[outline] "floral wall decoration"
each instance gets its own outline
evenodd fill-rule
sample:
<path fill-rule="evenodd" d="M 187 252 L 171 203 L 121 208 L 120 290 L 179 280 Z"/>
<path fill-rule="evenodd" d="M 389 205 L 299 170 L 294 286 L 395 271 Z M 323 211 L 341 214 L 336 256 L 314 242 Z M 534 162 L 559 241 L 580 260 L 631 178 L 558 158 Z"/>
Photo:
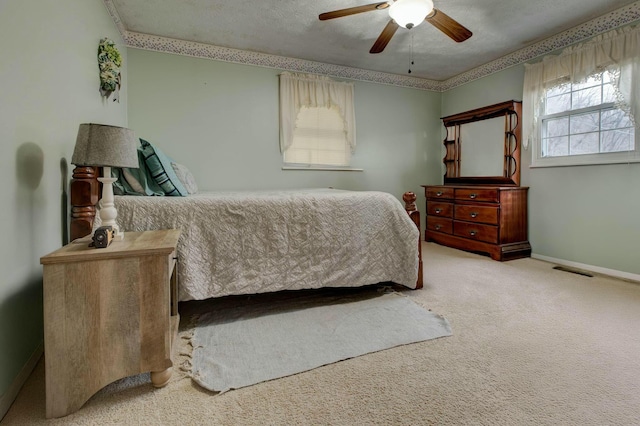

▶ _Exercise_
The lines from the beginning of the records through the line containing "187 252 L 171" should be reproduced exactly. Include nothing else.

▶ _Answer to the problem_
[outline] "floral wall decoration"
each instance gets its own outline
evenodd fill-rule
sample:
<path fill-rule="evenodd" d="M 187 252 L 171 203 L 121 208 L 120 290 L 179 280 Z"/>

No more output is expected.